# [Task details]
Reproduce every line of the data below, requests included, adding -144 to each bounding-box coordinate in the answers. Omit the pictures from your output.

# [Recorded information]
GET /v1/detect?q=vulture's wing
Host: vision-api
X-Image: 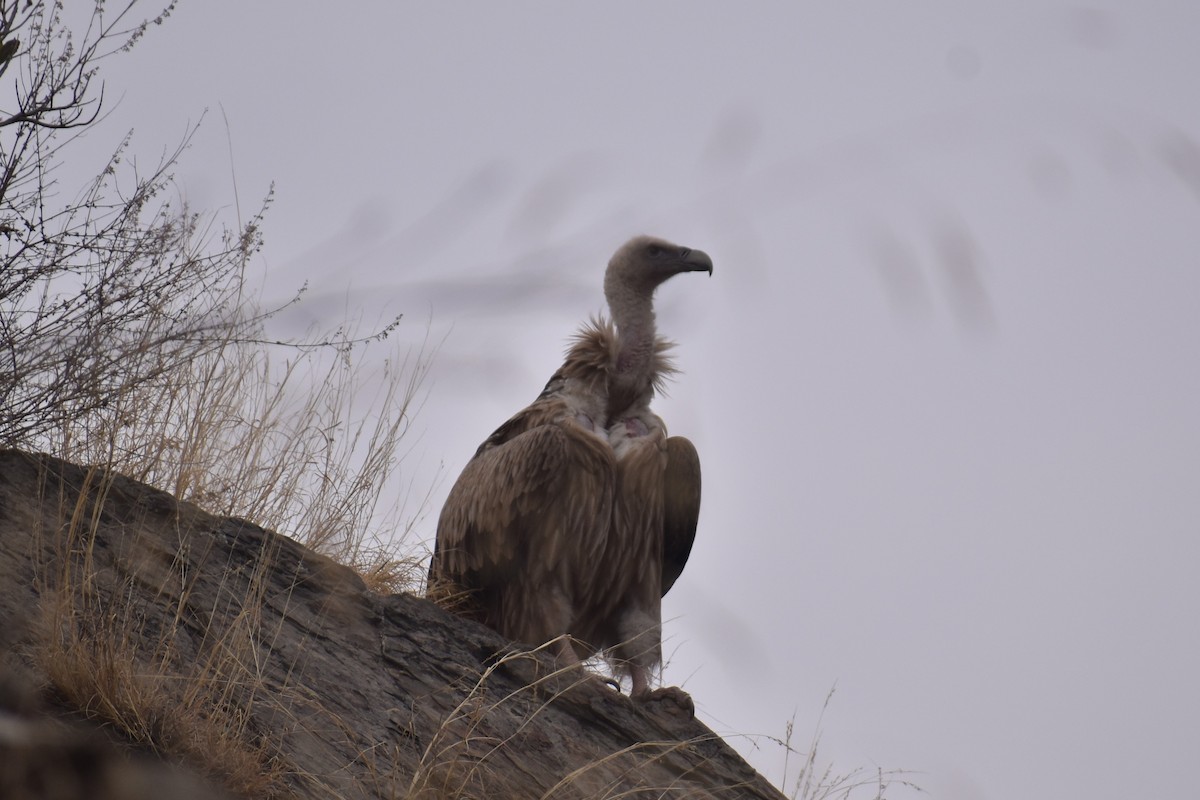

[662,437,700,595]
[430,412,614,642]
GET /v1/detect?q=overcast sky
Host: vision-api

[92,0,1200,800]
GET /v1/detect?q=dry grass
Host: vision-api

[773,687,922,800]
[32,469,287,798]
[391,639,737,800]
[46,319,441,593]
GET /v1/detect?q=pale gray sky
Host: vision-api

[90,0,1200,800]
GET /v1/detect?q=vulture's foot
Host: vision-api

[637,686,696,720]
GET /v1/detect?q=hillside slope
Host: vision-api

[0,451,782,800]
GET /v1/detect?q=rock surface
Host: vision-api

[0,451,782,800]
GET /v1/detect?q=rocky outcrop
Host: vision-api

[0,451,782,800]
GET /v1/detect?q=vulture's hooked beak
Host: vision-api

[679,247,713,275]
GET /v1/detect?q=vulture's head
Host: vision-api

[604,236,713,303]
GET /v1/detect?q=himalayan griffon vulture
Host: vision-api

[430,236,713,704]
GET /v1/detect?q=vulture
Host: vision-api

[428,236,713,706]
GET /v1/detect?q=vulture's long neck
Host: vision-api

[605,284,658,422]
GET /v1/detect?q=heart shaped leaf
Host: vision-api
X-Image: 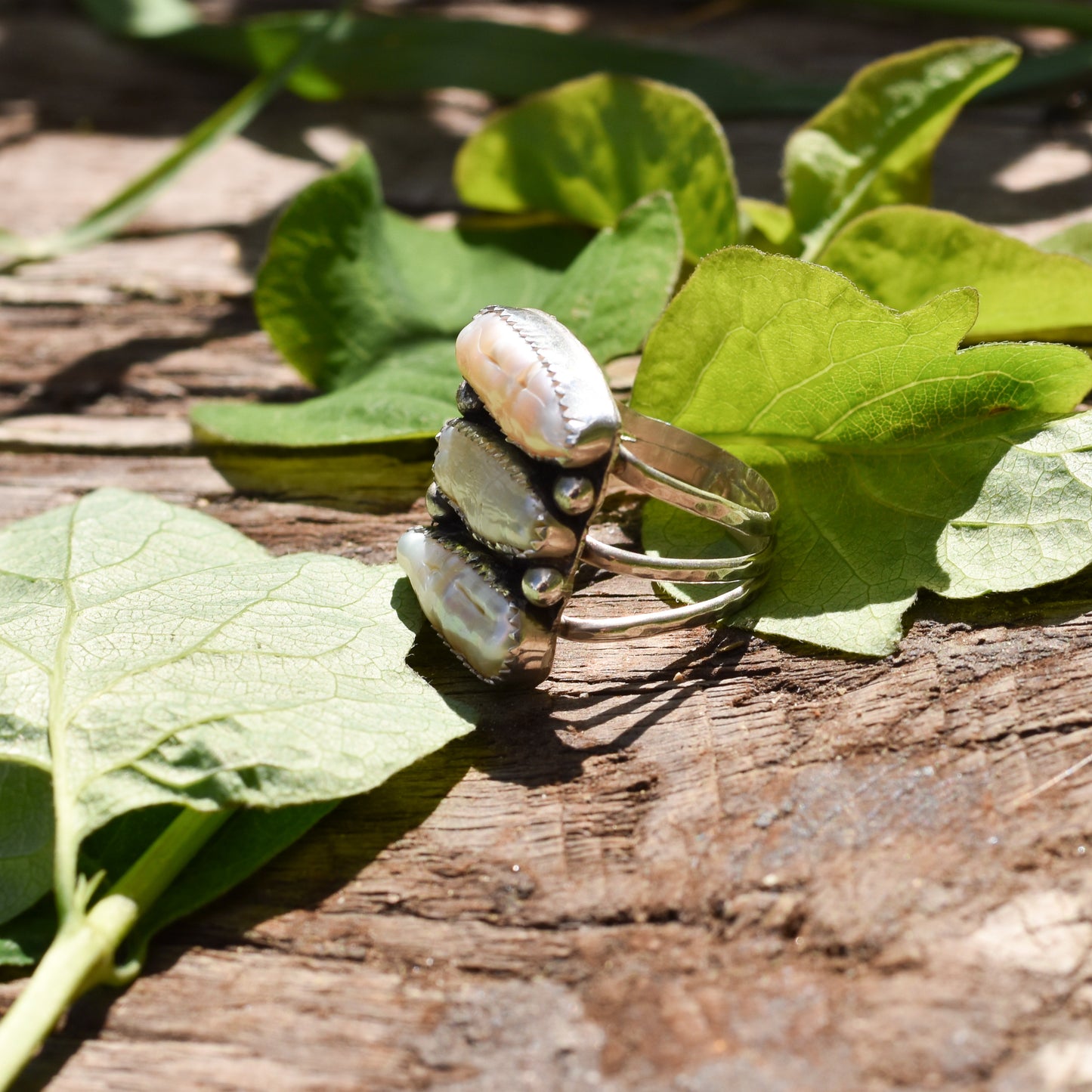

[784,39,1020,258]
[193,159,682,478]
[818,206,1092,342]
[456,74,737,261]
[633,248,1092,654]
[1036,221,1092,262]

# [In response]
GET /v1/detect?q=vulture's wing
Host: vision-api
X-Image: 

[518,293,556,451]
[286,268,470,498]
GET /v1/detect?q=overcast sky
Host: vision-api

[-52,-144,1056,656]
GET /v1/detect?q=dry grass
Host: vision-api

[629,543,778,656]
[-112,325,143,654]
[247,495,593,656]
[-98,175,297,449]
GET /v1/detect?q=pale gray sky
Host: vision-api

[-54,-144,1056,656]
GET /v1/detect?q=vulture's foot
Host: vision-api

[493,542,552,576]
GET /v1/detect?q=hillside slope
Host: vision-api

[-144,307,638,656]
GET /v1/detect?q=rock surface
Host: vision-api

[-144,307,638,656]
GET /v1/detect?q=rocky outcrop
Host: vision-api

[-144,307,638,656]
GET /v1/detect?q=vulture's hooked beak
Host: vision-api

[535,103,569,131]
GET /v1/detect?q=vulture's head
Host: vision-api

[460,92,569,159]
GET /v1/detect?q=himalayan griffon vulture
Host: vision-api

[286,92,569,560]
GET /v1/detect?q=vulture
Host: vision-api

[284,92,569,562]
GET /v1/detect?q=vulture's long neck
Host: vision-api

[461,140,514,278]
GET /v1/detect?q=heart shaped leaf
Host: vision-api
X-Image: 

[640,-105,876,114]
[49,15,538,334]
[674,62,948,198]
[312,-70,593,117]
[489,104,948,510]
[892,77,948,118]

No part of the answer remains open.